##### EXERCISE INPUTS

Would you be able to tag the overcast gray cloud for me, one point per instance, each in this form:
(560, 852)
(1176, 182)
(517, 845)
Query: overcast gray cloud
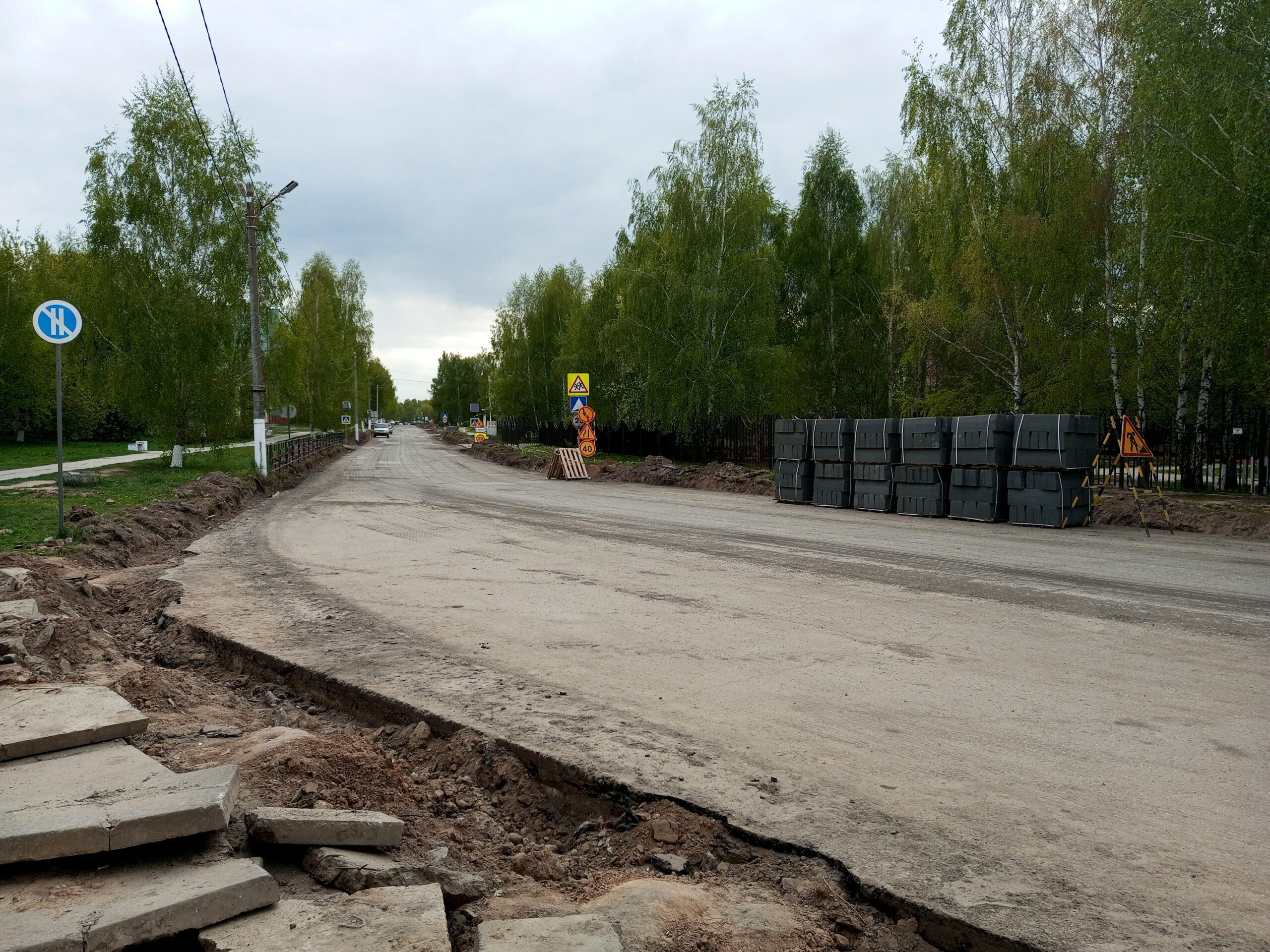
(450, 146)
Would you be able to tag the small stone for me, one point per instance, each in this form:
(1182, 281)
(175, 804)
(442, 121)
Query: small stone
(670, 864)
(221, 730)
(663, 832)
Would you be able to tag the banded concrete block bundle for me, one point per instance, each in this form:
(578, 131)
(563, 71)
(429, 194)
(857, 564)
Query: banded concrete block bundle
(832, 485)
(983, 447)
(1056, 442)
(1051, 498)
(921, 490)
(874, 486)
(794, 470)
(921, 480)
(833, 441)
(1053, 464)
(877, 450)
(792, 441)
(794, 480)
(978, 495)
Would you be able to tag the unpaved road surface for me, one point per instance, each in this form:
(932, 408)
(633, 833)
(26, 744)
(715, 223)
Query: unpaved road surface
(1058, 737)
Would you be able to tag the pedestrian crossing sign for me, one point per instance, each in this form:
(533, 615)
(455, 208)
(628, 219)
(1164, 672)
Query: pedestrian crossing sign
(1133, 446)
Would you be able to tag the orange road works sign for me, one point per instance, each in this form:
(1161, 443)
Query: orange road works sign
(1133, 446)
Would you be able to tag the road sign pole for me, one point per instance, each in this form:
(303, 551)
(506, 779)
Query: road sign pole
(62, 488)
(258, 422)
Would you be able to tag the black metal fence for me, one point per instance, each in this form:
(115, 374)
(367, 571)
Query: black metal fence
(746, 443)
(1232, 455)
(293, 451)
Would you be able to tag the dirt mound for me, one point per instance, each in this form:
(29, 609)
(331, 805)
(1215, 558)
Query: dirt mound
(504, 455)
(1245, 517)
(659, 472)
(653, 472)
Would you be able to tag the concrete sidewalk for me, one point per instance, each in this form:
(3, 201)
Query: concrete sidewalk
(51, 469)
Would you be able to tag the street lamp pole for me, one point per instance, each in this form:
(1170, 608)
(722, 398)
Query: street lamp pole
(258, 418)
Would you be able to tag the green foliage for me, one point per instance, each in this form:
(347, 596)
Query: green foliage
(461, 381)
(527, 381)
(379, 389)
(313, 348)
(168, 294)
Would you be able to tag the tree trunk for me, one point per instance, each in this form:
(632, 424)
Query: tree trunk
(1201, 437)
(1140, 329)
(1110, 313)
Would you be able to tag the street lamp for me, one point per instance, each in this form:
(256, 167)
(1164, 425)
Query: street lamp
(253, 214)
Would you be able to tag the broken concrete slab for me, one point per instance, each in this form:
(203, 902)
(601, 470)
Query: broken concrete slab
(221, 730)
(110, 909)
(19, 610)
(566, 933)
(391, 918)
(103, 797)
(40, 719)
(324, 828)
(356, 870)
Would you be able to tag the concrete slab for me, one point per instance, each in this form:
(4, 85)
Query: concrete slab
(110, 909)
(356, 870)
(102, 797)
(324, 828)
(976, 719)
(564, 933)
(19, 608)
(393, 918)
(42, 717)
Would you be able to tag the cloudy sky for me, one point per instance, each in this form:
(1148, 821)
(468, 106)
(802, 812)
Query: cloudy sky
(450, 148)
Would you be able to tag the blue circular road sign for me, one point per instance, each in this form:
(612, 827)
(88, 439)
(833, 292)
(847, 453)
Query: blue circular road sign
(58, 321)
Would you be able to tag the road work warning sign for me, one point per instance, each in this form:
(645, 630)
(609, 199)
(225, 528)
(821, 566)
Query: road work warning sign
(1133, 446)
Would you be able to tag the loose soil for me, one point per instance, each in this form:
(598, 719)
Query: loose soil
(543, 851)
(1239, 516)
(652, 472)
(1248, 517)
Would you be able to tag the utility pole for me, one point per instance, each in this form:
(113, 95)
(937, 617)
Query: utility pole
(258, 418)
(357, 423)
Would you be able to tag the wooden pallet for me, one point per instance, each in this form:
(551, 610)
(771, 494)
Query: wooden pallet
(567, 464)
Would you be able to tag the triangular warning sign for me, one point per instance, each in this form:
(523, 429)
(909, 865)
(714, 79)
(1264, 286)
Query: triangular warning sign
(1133, 445)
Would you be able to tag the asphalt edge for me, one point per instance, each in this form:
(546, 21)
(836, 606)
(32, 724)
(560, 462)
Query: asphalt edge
(374, 708)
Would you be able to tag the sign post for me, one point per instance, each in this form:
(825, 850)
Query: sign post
(59, 323)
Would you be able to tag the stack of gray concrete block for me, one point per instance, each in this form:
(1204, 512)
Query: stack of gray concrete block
(1051, 479)
(922, 476)
(983, 448)
(795, 470)
(833, 452)
(877, 451)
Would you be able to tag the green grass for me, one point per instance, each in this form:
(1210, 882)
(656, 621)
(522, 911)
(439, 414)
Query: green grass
(19, 456)
(27, 518)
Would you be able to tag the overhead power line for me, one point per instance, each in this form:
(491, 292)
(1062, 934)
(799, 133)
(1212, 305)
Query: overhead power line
(225, 94)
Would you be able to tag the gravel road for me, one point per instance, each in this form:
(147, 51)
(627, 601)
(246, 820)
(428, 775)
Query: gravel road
(1058, 737)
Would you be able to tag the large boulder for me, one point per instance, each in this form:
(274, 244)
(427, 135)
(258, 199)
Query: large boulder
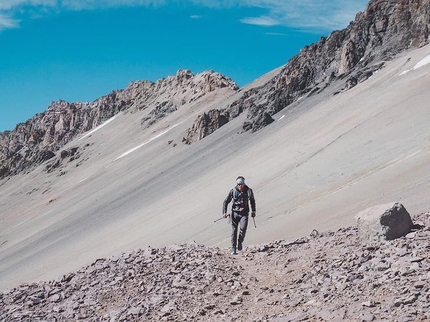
(383, 222)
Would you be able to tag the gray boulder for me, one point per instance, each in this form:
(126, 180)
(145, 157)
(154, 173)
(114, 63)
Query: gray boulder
(383, 222)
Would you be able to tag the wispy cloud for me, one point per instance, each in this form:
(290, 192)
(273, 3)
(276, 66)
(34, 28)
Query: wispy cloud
(275, 34)
(304, 14)
(6, 22)
(260, 21)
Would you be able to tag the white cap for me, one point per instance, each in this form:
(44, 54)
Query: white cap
(240, 180)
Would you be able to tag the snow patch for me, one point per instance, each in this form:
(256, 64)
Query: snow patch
(98, 127)
(145, 143)
(421, 63)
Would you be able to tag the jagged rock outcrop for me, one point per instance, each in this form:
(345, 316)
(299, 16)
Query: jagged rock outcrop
(321, 277)
(352, 55)
(41, 137)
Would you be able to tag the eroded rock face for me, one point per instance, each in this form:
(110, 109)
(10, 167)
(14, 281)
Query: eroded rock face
(352, 55)
(41, 137)
(321, 277)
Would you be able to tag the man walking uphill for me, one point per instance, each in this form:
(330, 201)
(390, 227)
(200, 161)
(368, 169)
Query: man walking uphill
(241, 195)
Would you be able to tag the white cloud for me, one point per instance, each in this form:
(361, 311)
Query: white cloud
(7, 22)
(304, 14)
(307, 14)
(260, 21)
(275, 34)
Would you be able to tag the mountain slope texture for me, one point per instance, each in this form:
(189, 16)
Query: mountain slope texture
(143, 172)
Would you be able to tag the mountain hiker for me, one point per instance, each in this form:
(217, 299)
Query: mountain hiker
(241, 195)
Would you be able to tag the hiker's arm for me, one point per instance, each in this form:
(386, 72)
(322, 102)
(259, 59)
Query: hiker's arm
(226, 202)
(252, 200)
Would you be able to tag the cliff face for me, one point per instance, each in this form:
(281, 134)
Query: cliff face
(385, 29)
(37, 140)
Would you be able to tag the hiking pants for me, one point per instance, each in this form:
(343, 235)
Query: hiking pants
(241, 222)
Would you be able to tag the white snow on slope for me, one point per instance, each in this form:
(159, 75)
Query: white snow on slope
(151, 139)
(421, 63)
(98, 127)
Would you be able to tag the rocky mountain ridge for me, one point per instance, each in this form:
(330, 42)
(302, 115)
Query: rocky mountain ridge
(38, 139)
(326, 276)
(350, 56)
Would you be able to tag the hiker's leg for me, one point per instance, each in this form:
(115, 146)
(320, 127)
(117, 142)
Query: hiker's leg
(243, 225)
(234, 223)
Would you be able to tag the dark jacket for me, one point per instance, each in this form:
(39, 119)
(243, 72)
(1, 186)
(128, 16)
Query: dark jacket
(241, 200)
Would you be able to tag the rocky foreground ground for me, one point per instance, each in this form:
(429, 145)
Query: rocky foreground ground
(322, 277)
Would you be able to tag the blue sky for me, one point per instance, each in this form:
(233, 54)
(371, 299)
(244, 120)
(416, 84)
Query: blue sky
(79, 50)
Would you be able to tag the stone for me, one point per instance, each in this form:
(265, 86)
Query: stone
(383, 222)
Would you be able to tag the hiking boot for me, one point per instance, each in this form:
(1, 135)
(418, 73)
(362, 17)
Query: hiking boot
(239, 246)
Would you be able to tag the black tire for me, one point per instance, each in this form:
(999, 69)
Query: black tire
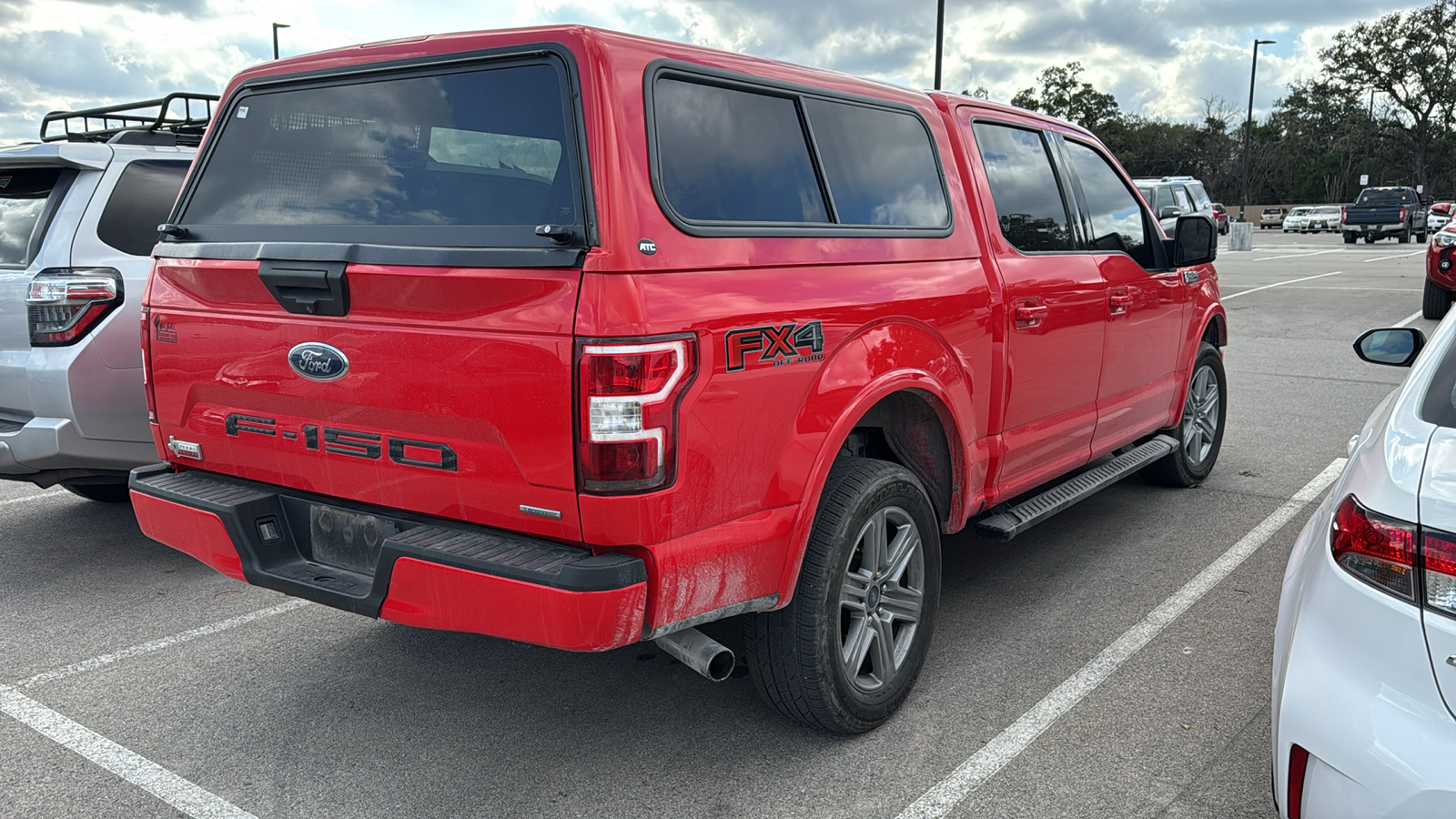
(106, 493)
(1436, 302)
(1198, 443)
(797, 653)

##########

WHAT TO PRODUCE: Please transcribe exactly the lines from the one containing "Query: stone" through the final line of the data, including both, and nothing else. Pictures are to be left out.

FINISHED TASK:
Query: stone
(383, 222)
Would you be able to tag the hiking boot for me, one point per instance, each in this form:
(1, 135)
(418, 73)
(362, 17)
Query: hiking boot
(239, 246)
Would you be able to tag the black tire for me, one point per instance, each in this form:
(999, 69)
Query: black tire
(106, 493)
(1436, 302)
(1198, 443)
(797, 653)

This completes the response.